* **THE REQUEST**: Extract the line that contains "field shown in this photograph." and every line after it to the end of the records below, exactly as written and nothing else.

::: DATA RECORDS :::

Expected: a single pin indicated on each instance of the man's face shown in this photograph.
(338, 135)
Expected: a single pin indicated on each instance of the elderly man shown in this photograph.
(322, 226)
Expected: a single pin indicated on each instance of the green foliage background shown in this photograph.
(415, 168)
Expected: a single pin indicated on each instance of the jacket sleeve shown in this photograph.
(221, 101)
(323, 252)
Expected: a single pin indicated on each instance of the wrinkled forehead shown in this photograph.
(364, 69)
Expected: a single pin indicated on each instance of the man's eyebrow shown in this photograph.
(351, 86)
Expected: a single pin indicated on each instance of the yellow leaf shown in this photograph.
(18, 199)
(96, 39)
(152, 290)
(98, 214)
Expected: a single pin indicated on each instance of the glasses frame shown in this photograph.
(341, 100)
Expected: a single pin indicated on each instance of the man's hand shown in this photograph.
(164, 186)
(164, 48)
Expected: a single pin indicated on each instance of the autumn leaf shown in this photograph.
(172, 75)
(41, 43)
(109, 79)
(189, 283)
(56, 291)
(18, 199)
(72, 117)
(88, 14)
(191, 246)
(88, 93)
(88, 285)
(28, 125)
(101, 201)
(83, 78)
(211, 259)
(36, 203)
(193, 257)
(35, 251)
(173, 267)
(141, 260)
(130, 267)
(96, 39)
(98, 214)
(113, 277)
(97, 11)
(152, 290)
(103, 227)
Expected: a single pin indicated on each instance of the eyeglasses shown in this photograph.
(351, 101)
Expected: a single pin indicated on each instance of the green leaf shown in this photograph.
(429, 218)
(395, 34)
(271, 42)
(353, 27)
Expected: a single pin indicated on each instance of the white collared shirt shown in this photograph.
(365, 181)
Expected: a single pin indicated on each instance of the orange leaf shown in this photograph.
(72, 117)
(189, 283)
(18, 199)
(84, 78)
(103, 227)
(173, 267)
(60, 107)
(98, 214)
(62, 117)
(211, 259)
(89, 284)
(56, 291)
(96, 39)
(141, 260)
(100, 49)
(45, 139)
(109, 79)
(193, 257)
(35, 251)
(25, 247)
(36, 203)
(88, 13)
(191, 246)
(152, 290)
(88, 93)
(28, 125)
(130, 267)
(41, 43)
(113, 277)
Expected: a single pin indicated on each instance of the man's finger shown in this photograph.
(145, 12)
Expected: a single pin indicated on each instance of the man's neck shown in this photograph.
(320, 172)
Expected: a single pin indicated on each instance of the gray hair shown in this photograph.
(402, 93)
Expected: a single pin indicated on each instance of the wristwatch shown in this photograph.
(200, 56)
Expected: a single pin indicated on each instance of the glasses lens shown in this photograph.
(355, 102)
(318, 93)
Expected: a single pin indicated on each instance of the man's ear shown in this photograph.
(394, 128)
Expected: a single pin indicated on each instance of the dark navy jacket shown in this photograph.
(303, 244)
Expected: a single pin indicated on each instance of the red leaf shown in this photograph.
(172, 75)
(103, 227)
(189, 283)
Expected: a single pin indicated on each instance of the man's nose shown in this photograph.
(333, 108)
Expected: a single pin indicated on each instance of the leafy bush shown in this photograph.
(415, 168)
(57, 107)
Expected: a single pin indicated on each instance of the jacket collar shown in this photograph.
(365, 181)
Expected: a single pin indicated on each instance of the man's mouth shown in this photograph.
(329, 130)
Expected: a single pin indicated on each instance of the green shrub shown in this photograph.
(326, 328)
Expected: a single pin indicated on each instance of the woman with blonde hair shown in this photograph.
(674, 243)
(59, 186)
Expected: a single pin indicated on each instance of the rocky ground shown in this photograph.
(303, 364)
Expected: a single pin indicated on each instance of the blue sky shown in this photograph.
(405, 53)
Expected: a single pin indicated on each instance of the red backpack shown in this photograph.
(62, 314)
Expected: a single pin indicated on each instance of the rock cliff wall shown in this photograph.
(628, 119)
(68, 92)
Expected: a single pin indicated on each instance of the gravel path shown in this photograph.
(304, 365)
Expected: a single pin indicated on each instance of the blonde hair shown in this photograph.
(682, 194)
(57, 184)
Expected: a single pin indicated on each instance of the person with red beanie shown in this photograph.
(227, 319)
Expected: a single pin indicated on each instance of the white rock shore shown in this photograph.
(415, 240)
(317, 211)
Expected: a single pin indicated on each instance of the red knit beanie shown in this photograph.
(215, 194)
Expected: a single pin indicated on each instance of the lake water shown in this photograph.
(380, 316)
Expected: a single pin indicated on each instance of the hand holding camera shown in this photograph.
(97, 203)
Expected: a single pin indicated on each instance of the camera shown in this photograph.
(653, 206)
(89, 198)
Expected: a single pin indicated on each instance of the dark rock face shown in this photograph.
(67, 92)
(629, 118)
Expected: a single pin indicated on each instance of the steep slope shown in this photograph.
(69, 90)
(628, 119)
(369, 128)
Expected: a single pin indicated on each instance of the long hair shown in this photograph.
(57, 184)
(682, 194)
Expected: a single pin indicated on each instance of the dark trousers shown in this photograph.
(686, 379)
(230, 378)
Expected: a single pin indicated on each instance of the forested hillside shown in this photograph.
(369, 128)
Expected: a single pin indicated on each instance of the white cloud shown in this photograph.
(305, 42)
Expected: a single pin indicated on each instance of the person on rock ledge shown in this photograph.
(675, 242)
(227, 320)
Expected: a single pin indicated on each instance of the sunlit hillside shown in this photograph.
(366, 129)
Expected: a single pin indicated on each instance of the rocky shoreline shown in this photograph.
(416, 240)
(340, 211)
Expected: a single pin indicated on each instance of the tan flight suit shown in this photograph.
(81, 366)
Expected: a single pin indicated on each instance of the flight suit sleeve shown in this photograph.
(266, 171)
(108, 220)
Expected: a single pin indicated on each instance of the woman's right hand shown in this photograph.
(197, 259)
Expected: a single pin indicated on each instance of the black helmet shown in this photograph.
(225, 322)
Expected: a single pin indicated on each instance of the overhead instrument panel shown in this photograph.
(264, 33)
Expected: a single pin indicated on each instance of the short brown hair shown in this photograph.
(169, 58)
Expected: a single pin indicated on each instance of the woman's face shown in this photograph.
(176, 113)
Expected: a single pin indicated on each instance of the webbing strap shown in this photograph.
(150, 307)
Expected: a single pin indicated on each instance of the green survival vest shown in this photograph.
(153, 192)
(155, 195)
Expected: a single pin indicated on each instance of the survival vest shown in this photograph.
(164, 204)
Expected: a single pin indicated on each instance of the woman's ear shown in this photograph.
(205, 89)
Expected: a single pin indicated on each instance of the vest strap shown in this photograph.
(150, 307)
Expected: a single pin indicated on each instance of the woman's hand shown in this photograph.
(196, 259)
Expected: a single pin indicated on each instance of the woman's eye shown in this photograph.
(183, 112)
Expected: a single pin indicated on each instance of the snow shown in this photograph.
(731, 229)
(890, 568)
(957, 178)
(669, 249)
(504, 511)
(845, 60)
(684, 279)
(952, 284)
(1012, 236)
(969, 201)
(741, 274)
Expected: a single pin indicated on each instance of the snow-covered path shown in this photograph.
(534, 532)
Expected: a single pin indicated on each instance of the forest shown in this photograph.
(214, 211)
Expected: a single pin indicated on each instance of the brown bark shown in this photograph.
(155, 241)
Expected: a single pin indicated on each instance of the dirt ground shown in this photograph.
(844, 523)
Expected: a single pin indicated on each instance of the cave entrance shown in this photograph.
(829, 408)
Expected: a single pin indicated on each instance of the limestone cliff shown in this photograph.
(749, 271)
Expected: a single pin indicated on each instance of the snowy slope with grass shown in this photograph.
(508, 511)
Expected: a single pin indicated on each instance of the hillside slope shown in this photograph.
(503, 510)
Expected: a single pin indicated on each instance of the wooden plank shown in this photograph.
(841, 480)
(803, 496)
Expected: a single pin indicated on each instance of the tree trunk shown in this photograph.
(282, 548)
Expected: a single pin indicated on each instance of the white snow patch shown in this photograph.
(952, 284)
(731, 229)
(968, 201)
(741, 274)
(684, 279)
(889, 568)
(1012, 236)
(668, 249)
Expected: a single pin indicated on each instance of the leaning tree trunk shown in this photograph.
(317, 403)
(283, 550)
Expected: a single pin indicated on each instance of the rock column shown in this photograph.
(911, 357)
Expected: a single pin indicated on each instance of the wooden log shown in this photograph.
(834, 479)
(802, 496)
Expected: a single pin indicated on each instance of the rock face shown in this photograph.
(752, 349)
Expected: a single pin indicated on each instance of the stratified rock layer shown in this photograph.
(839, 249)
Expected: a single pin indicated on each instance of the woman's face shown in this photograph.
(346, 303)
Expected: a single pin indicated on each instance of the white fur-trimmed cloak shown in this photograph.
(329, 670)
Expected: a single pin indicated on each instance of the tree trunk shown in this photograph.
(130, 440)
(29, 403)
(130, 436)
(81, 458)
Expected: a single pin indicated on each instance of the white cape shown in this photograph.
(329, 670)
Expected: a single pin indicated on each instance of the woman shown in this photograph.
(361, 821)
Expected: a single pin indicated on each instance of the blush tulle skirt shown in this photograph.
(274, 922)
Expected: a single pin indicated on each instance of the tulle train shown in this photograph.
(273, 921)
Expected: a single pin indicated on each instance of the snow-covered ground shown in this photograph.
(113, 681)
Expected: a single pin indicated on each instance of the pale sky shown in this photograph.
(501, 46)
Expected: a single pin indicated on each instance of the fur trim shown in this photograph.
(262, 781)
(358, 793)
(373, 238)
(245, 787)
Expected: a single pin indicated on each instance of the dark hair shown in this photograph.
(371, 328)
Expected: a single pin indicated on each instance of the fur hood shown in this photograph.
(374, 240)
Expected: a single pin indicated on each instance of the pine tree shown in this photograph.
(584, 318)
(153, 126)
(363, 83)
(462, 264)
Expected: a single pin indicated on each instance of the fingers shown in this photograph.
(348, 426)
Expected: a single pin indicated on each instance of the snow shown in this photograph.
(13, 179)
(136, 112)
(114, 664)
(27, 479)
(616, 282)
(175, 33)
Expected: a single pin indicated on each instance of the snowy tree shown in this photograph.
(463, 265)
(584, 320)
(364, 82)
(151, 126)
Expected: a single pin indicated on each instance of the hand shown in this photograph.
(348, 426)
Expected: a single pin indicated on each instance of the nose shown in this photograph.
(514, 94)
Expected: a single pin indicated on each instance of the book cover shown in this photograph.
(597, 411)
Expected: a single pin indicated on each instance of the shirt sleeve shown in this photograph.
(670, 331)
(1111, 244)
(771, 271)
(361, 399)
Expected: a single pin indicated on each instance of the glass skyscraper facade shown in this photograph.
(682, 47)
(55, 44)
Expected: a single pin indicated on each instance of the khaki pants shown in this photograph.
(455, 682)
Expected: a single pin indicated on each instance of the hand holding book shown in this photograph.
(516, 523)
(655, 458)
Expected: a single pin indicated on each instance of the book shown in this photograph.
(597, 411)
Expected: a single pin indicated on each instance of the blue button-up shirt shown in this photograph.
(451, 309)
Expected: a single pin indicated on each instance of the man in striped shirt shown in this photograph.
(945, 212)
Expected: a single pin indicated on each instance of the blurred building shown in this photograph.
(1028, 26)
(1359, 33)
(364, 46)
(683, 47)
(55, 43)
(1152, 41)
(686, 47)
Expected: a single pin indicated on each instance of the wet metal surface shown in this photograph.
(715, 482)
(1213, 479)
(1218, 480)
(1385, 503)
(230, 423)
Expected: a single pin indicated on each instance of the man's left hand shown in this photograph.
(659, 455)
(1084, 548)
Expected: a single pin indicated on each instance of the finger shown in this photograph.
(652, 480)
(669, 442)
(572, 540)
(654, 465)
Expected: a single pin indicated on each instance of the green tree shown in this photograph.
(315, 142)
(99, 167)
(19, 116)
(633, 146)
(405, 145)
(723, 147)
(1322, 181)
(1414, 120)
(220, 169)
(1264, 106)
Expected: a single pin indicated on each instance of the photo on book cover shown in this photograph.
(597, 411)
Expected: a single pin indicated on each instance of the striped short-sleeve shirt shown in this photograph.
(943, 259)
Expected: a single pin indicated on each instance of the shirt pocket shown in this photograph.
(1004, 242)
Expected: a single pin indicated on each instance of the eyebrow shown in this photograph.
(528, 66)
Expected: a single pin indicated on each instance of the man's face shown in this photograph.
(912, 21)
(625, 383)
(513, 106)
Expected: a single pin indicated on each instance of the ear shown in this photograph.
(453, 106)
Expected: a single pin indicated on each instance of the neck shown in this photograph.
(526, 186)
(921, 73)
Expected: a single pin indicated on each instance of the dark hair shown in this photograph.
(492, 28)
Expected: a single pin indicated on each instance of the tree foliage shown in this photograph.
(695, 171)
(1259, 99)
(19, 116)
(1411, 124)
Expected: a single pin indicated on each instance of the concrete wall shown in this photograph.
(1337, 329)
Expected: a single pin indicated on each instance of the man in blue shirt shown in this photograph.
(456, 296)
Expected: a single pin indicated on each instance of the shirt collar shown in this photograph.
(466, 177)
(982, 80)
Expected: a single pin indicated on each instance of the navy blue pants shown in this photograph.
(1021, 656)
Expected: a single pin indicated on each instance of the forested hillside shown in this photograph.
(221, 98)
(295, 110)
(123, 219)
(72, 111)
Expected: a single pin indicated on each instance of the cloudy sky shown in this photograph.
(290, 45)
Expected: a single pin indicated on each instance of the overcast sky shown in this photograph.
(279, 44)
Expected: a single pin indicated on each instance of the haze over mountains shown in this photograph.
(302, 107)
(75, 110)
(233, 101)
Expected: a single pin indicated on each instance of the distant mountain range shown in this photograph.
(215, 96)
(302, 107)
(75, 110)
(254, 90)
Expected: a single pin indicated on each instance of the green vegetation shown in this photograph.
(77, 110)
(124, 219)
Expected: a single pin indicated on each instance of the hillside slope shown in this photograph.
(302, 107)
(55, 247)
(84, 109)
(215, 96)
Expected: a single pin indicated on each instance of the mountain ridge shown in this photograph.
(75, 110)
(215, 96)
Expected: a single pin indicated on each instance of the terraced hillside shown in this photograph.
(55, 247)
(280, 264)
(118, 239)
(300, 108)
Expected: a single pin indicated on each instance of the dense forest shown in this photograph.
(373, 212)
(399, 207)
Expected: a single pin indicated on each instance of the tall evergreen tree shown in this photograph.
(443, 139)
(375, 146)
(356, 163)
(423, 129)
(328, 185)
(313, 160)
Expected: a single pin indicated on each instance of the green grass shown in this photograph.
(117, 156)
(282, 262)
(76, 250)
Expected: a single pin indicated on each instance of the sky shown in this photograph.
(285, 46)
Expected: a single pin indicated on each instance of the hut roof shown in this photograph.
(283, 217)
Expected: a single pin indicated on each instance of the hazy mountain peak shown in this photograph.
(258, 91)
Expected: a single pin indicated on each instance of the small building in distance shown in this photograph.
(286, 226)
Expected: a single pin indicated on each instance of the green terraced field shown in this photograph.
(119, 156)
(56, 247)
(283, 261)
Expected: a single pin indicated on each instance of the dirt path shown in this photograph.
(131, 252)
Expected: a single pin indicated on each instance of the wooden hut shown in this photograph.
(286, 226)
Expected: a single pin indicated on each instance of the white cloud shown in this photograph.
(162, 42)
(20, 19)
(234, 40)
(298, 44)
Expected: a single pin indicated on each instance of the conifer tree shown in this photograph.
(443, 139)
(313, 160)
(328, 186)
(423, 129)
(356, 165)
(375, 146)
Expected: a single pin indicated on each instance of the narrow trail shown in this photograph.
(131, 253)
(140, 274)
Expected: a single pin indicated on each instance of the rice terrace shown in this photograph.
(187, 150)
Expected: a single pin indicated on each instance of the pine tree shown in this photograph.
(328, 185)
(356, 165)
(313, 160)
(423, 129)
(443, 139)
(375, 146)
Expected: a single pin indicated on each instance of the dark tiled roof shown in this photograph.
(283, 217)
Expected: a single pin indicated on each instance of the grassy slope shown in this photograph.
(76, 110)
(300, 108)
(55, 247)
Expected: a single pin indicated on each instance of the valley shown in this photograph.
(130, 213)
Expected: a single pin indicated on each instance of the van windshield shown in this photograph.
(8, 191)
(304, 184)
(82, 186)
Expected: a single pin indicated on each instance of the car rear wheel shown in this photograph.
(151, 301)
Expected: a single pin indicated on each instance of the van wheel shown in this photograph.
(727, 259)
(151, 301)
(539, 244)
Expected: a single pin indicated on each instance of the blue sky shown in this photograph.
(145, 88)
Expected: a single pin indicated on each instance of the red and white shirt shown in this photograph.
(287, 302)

:::

* **REPLY**:
Expected: a single pin indicated on each instance of the green terraced field shown in this photograph.
(119, 156)
(56, 247)
(283, 261)
Expected: a single pin indicated on each instance of the dirt path shown in this photograph.
(131, 252)
Expected: a single pin indicated on each instance of the wooden hut shown in this photograph.
(286, 226)
Expected: a single pin indicated on each instance of the white cloud shown in this photograph.
(162, 42)
(20, 19)
(234, 40)
(298, 44)
Expected: a single pin indicated on each instance of the conifer tree shown in this photograph.
(443, 139)
(313, 160)
(328, 186)
(423, 129)
(356, 165)
(375, 146)
Expected: a single pin indicated on each instance of the narrow trail shown in this photograph.
(131, 253)
(140, 274)
Expected: a single pin indicated on each instance of the rice terrace shown in this photograph.
(187, 150)
Expected: a single pin indicated on each instance of the pine tree shown in this photograph.
(328, 185)
(356, 165)
(313, 160)
(423, 129)
(443, 139)
(375, 146)
Expected: a single pin indicated on each instance of the dark tiled roof shown in this photograph.
(283, 217)
Expected: a single pin indicated on each instance of the grassy slope shown in this photograph.
(76, 110)
(300, 108)
(55, 247)
Expected: a single pin indicated on each instance of the valley shown in this photograph.
(130, 213)
Expected: a single pin indicated on each instance of the van windshield shown in this photograph.
(8, 191)
(304, 184)
(82, 186)
Expected: a single pin indicated on each instance of the car rear wheel shown in this photograph.
(151, 301)
Expected: a single pin indicated on each instance of the van wheel shown in this photograph.
(727, 259)
(151, 301)
(539, 244)
Expected: a single pin indicated on each instance of the blue sky shown in this photograph.
(145, 88)
Expected: a single pin indicated on each instance of the red and white shirt shown in this photograph.
(287, 302)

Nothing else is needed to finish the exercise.